TASK INPUT:

** BEGIN **

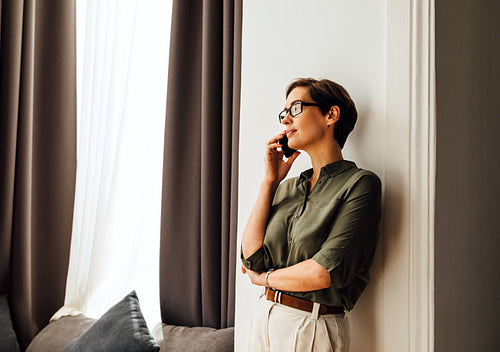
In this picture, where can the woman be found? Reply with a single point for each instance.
(310, 240)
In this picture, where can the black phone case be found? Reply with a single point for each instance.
(285, 148)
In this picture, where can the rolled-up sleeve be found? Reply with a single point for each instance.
(348, 251)
(255, 262)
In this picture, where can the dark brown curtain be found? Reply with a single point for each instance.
(199, 204)
(37, 157)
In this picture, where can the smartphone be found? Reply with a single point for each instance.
(285, 148)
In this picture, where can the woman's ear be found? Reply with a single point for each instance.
(333, 115)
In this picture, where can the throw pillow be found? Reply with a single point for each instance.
(8, 339)
(197, 339)
(122, 329)
(55, 336)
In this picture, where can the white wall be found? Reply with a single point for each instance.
(344, 41)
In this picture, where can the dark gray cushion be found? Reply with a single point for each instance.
(55, 336)
(8, 340)
(122, 329)
(181, 338)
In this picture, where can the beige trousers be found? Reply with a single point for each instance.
(279, 328)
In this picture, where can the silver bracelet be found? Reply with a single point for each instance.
(267, 277)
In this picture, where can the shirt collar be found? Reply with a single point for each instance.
(329, 170)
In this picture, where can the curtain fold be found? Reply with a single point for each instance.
(199, 196)
(37, 157)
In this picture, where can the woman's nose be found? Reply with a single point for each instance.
(287, 119)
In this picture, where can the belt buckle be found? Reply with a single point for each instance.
(277, 296)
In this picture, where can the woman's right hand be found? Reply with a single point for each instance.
(276, 168)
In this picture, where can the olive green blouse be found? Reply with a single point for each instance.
(336, 224)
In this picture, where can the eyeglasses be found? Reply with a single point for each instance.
(295, 109)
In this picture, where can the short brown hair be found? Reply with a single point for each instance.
(327, 94)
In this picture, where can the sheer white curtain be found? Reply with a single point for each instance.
(122, 63)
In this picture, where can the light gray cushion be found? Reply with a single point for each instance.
(122, 329)
(55, 336)
(8, 340)
(181, 338)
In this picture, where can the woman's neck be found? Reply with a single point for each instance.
(321, 158)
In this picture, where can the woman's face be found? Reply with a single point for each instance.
(310, 127)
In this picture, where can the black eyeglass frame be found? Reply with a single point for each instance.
(283, 113)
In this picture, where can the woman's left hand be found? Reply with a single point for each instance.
(255, 277)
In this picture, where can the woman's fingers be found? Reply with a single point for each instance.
(292, 158)
(276, 138)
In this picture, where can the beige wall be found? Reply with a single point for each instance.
(467, 232)
(366, 46)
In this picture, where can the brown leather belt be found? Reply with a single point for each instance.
(299, 303)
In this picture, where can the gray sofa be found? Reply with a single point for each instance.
(59, 333)
(122, 329)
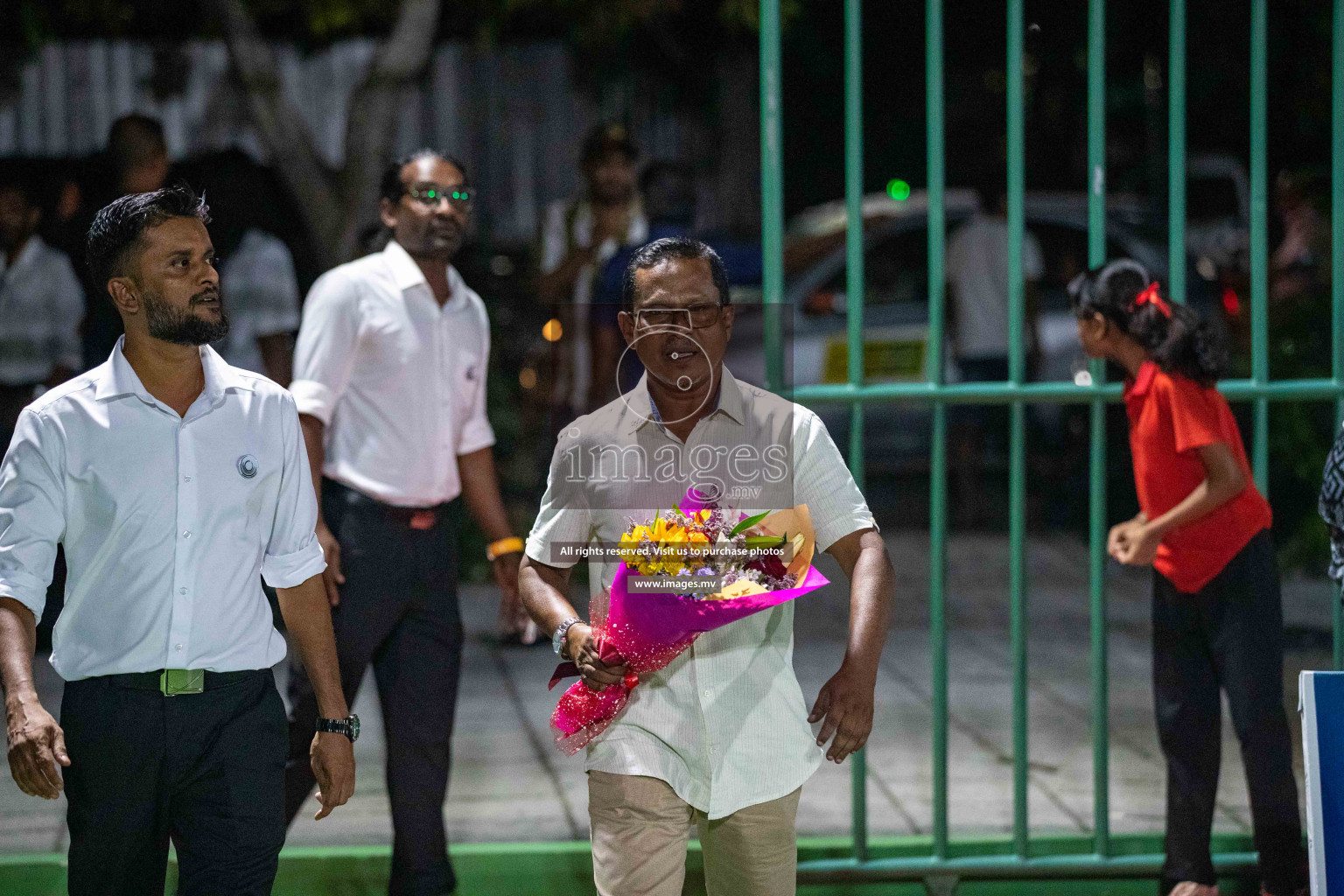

** END **

EXERCISE INSTRUCTIONS: How many lines in the entries above contain the word "gray"? Letter case counts. Reply with the number alone.

SOLVED EXERCISE: 3